─── Data rows ───
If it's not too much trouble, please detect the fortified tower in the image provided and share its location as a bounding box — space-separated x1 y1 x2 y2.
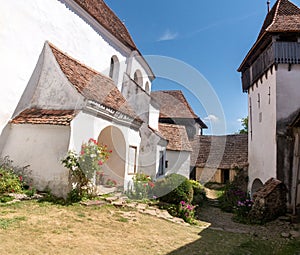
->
238 0 300 212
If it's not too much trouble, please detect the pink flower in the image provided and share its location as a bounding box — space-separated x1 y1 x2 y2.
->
148 181 155 188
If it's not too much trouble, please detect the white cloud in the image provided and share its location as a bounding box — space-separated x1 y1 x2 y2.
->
204 114 219 123
157 29 178 42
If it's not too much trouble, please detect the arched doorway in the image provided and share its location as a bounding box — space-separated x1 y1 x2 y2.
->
98 126 126 186
251 179 264 195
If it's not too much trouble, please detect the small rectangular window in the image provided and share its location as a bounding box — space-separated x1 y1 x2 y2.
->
───
Revise the records from their start through the line containing "148 181 155 188", inclusive, replacing "pink flower" with "red flower" and keeping everything else unchanged. Omit the pictures from your answer.

If it's not too much trouble, please detect the fortified tower in the image provided and share its location as a bounding box — space-separated x1 y1 x2 y2.
->
238 0 300 212
If it's not too much trouble, please detect the red flower in the image provided and share its location as a bounding box — space-separated x1 y1 x2 y2.
->
148 181 155 188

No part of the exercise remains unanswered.